### Data provided ###

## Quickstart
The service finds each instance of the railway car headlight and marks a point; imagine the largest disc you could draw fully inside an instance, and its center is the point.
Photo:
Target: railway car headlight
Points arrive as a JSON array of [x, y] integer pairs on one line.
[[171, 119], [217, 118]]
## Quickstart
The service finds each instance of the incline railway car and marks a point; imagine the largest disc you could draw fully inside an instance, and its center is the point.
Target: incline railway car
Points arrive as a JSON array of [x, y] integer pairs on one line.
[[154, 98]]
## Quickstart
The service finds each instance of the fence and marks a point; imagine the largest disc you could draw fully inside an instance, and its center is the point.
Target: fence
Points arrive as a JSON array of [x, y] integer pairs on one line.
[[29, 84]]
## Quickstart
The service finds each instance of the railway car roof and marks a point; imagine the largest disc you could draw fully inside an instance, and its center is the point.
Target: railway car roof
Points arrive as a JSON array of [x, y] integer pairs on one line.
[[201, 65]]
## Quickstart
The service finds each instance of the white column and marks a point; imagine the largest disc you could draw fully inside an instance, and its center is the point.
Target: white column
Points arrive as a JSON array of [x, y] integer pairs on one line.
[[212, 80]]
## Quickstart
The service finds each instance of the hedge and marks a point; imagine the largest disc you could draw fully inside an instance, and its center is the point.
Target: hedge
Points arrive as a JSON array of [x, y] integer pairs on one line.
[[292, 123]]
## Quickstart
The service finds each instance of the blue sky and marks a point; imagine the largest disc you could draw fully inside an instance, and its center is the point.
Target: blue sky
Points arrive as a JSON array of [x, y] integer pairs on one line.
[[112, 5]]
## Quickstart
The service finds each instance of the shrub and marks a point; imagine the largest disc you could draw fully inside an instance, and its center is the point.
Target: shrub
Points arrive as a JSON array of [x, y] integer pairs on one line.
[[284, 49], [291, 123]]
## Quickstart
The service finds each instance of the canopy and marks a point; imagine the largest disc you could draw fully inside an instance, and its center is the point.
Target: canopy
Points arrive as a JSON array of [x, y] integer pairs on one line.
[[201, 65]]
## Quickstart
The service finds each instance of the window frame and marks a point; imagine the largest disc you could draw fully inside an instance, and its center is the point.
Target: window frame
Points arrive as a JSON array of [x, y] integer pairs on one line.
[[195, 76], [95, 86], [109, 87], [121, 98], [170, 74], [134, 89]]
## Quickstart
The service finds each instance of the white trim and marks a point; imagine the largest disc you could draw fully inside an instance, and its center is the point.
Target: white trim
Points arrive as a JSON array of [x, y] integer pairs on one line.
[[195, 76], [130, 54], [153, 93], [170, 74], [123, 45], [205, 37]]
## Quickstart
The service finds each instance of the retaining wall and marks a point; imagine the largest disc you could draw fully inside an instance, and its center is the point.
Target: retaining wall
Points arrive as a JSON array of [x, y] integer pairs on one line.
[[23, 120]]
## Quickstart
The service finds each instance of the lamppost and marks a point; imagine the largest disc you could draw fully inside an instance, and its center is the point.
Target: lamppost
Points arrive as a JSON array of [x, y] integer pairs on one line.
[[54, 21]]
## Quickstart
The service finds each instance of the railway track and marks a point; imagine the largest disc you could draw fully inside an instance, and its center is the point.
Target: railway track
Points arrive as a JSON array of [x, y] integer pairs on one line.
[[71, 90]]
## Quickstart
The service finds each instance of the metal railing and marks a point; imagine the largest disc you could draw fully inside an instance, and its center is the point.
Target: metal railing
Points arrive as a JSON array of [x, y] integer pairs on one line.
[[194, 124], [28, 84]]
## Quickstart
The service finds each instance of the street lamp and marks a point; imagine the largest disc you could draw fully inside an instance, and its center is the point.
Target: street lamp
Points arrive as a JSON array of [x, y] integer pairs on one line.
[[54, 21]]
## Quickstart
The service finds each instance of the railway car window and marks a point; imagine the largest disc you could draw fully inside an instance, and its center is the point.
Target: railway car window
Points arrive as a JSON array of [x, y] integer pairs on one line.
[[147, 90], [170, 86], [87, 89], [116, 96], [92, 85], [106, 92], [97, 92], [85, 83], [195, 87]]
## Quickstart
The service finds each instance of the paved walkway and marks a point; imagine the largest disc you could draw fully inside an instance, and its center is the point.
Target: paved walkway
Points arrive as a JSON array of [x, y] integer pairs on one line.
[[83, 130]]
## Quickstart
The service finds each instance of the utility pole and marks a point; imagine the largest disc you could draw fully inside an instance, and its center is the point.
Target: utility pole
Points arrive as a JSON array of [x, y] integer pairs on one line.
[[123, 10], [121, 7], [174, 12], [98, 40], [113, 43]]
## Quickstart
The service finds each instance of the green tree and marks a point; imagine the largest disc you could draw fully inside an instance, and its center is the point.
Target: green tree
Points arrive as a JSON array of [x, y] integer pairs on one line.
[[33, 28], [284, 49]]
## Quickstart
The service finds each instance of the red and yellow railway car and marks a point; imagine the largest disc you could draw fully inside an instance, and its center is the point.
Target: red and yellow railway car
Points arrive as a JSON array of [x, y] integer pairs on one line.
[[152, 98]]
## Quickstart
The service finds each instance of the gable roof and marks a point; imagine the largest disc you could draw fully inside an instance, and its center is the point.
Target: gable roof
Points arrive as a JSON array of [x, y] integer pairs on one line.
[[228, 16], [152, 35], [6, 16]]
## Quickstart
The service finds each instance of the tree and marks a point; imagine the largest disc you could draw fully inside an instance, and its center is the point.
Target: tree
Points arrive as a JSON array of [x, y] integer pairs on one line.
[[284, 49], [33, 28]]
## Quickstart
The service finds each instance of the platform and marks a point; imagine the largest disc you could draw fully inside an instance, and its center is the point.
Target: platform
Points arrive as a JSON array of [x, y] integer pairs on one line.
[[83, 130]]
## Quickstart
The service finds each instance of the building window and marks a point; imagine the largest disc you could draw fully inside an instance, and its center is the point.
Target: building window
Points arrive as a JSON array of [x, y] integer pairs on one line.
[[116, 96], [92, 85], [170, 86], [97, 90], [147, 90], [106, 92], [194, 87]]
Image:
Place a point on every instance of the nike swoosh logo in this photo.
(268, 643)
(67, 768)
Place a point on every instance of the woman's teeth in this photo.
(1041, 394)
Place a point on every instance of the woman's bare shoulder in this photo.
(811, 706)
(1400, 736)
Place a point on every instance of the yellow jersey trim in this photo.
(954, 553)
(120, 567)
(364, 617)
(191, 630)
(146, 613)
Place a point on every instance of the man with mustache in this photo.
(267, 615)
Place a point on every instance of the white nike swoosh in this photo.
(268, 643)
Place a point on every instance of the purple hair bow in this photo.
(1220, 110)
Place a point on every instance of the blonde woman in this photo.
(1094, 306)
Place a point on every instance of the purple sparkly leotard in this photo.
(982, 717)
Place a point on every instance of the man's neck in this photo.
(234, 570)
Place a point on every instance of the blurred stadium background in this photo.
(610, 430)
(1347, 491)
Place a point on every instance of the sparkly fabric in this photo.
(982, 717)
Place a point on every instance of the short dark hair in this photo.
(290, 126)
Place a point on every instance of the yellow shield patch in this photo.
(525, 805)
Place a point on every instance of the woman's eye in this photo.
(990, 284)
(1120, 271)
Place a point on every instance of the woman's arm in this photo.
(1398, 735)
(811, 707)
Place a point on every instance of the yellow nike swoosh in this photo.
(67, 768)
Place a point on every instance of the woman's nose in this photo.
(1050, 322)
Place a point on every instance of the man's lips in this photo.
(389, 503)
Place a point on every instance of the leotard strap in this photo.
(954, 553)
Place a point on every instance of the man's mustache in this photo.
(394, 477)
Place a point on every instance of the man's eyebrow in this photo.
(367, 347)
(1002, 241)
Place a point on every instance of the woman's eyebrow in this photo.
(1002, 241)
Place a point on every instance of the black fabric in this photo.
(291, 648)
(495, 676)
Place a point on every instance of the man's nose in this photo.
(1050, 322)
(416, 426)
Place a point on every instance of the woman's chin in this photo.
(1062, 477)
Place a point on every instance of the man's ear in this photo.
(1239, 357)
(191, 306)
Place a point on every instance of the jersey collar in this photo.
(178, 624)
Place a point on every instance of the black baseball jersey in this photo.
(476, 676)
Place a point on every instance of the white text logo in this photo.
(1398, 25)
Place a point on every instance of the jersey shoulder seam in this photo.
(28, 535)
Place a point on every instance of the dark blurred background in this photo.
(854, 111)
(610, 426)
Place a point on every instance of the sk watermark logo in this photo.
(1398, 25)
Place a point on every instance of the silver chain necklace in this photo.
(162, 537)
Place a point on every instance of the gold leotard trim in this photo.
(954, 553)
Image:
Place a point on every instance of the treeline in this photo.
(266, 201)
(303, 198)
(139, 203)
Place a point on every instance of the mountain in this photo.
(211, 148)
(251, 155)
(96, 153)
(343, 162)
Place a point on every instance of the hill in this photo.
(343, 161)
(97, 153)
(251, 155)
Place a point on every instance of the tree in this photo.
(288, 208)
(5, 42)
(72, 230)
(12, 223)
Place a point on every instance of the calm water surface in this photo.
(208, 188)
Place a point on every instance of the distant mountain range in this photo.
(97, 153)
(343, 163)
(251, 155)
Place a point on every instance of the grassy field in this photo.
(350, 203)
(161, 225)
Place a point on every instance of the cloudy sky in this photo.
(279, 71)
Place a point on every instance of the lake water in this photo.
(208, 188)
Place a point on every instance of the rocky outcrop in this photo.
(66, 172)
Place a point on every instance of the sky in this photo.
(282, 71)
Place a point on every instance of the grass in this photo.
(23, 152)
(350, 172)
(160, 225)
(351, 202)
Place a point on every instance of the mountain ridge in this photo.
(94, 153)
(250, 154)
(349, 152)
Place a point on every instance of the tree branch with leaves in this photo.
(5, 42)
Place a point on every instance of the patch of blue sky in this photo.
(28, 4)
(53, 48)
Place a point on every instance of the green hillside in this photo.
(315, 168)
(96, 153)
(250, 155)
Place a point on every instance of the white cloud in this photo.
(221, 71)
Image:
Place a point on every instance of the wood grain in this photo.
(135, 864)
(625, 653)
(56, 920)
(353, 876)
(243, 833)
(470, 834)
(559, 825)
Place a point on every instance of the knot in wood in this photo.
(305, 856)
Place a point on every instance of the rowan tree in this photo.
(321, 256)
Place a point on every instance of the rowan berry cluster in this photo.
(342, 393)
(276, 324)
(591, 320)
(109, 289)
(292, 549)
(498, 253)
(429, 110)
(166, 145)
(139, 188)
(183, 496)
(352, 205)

###

Copy all lines of the preceding data that hold the word "hedge".

▶ Response:
The service finds each instance of the hedge and marks a point; imagine the largest disc you could draw fully inside an instance, and its center is the point.
Target: hedge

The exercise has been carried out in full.